§ **Stated exercise**: In the records below, substitute "object" for every occurrence of "instance" and leave everything else unchanged. Omit the pictures from your answer.

** START **

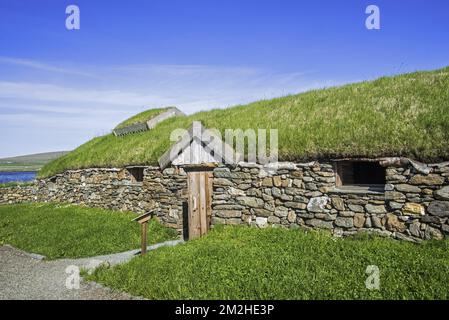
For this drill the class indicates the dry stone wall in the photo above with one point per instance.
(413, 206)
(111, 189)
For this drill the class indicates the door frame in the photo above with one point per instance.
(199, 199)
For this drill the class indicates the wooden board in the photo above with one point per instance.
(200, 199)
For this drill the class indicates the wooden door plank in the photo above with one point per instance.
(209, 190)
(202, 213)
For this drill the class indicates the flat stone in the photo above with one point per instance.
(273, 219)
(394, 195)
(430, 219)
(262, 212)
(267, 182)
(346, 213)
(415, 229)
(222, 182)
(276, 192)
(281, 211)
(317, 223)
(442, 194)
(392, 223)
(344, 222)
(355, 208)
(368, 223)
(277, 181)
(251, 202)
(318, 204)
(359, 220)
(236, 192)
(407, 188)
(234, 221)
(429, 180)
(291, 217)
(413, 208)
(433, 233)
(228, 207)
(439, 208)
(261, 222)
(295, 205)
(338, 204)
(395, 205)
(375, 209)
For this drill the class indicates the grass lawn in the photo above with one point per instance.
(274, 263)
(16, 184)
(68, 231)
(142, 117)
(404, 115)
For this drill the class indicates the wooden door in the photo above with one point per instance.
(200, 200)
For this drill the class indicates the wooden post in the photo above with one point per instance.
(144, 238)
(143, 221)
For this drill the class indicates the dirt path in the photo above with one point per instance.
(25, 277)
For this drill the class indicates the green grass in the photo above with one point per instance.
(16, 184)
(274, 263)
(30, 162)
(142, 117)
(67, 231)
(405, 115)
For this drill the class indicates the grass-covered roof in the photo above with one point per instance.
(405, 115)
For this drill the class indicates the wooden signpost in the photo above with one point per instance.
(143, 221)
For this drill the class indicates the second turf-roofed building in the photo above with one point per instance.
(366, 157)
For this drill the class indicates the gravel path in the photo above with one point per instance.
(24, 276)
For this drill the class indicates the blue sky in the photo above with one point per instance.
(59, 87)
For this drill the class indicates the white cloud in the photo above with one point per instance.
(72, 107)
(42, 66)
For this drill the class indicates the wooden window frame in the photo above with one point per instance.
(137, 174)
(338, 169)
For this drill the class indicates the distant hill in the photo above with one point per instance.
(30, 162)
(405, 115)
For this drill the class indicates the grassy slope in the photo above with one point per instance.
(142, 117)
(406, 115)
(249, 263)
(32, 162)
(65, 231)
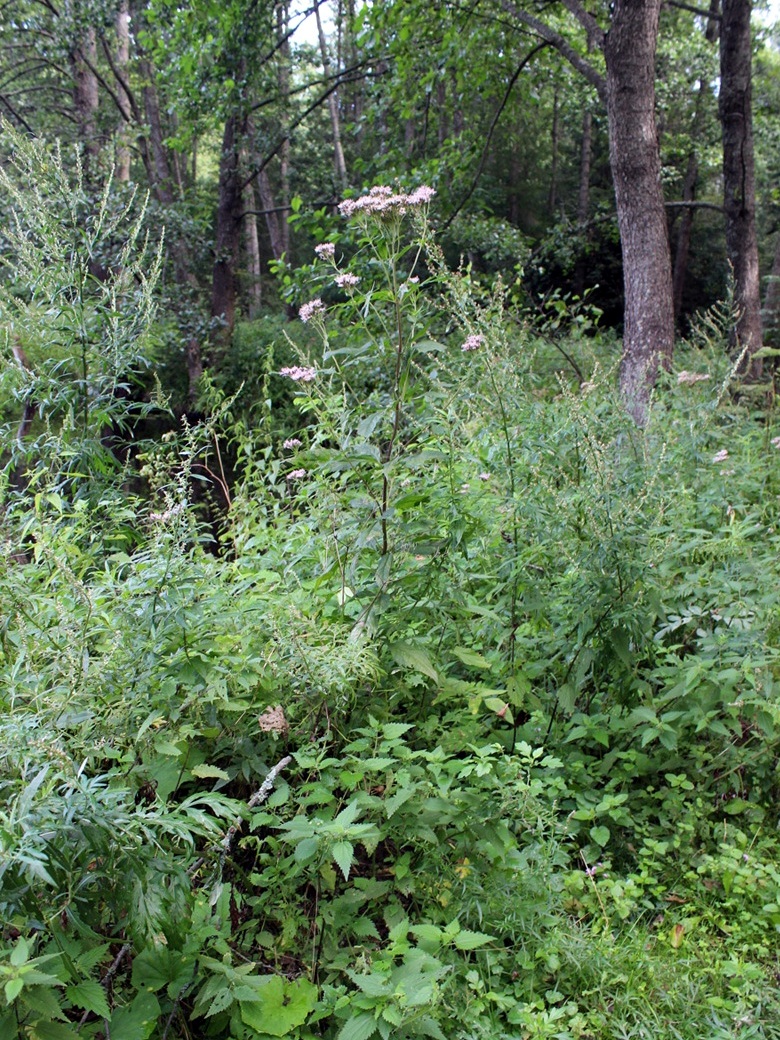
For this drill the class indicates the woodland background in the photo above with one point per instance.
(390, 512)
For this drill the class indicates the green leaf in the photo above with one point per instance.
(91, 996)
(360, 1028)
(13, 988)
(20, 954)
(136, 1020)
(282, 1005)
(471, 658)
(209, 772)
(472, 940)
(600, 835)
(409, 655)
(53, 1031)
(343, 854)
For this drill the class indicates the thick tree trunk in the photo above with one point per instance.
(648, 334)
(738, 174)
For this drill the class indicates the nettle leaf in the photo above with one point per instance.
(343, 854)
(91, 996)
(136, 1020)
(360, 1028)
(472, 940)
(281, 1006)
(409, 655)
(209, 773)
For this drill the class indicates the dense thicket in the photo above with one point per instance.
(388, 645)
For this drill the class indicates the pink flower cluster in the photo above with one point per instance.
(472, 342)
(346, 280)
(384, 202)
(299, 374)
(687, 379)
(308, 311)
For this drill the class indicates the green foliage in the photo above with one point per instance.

** END **

§ **Task response**:
For this drill the class indicates the dry stone wall in the photo above with one point per object.
(413, 206)
(111, 189)
For this drill the class indicates the door frame in the photo above with one point per object.
(199, 199)
For this drill the class indicates the wooden board in the photo above with one point per object.
(200, 199)
For this drill the class indicates the wooden door plank in the photo above with one point per object.
(209, 190)
(202, 213)
For this drill the class indicates the flat stone in the photo above with one point per object.
(273, 219)
(394, 195)
(430, 219)
(262, 212)
(267, 182)
(346, 213)
(415, 229)
(222, 182)
(276, 192)
(281, 211)
(317, 223)
(442, 194)
(392, 223)
(344, 222)
(355, 208)
(368, 223)
(277, 181)
(251, 202)
(318, 204)
(359, 220)
(236, 192)
(407, 188)
(234, 221)
(429, 180)
(291, 217)
(413, 208)
(433, 233)
(228, 207)
(439, 208)
(261, 222)
(295, 205)
(338, 204)
(395, 205)
(375, 209)
For this drill the class indicates the grass lawn in the photo above with one point per object.
(274, 263)
(16, 184)
(68, 231)
(142, 117)
(404, 115)
For this drill the class indicates the wooden door in the photo above with one point per object.
(200, 200)
For this drill the class indicates the wooden post in the photo above with one point per object.
(144, 238)
(143, 221)
For this drill the class indicates the dirt path in the photo above with one point per object.
(25, 277)
For this drill the class indicates the green grass in the photo above with one point per object.
(16, 184)
(274, 263)
(30, 162)
(142, 117)
(67, 231)
(405, 115)
For this drill the class indicates the grass-covered roof in the photo above with one point per object.
(405, 115)
For this drill the class indicates the wooden signpost in the photo above with one point per object.
(143, 221)
For this drill the class indicates the second turf-roofed building in the photo above with one point per object.
(366, 157)
For this drill the class indicates the gravel path in the photo above with one point per object.
(24, 276)
For this drill the class indicates the blue sky in the photo above with one point per object.
(59, 87)
For this drill the class indicates the white cloud in the photo above with one point per object.
(72, 107)
(42, 66)
For this drill the class indicates the wooden window frame in the photo above with one point per object.
(137, 174)
(338, 169)
For this drill the class indicates the distant hill in the photo above with one point per object.
(30, 162)
(405, 115)
For this drill the class indicates the grassy slope in the photo above with one point per object.
(142, 117)
(406, 115)
(249, 263)
(32, 162)
(65, 231)
For this drill the class indicates the woodland background in the photo above with one point per object.
(390, 512)
For this drill the class indicates the green leaf in the photo above with one point per object.
(91, 996)
(360, 1028)
(13, 988)
(20, 954)
(136, 1020)
(282, 1005)
(471, 658)
(209, 772)
(472, 940)
(600, 835)
(409, 655)
(53, 1031)
(343, 854)
For this drill the class indicates the thick tree trunk in the photo above with one point per object.
(648, 334)
(738, 174)
For this drill the class indicates the nettle leaf in the photo above with one point per object.
(343, 854)
(91, 996)
(136, 1020)
(360, 1028)
(472, 940)
(281, 1006)
(409, 655)
(209, 773)
For this drill the class indicates the dense thicket in the photo above with one point per object.
(388, 645)
For this drill the class indicates the pink flower cluster in the photo above with one point per object.
(472, 342)
(346, 280)
(384, 202)
(299, 374)
(687, 379)
(308, 311)
For this drill the class indicates the green foliage in the photo above with one point per object.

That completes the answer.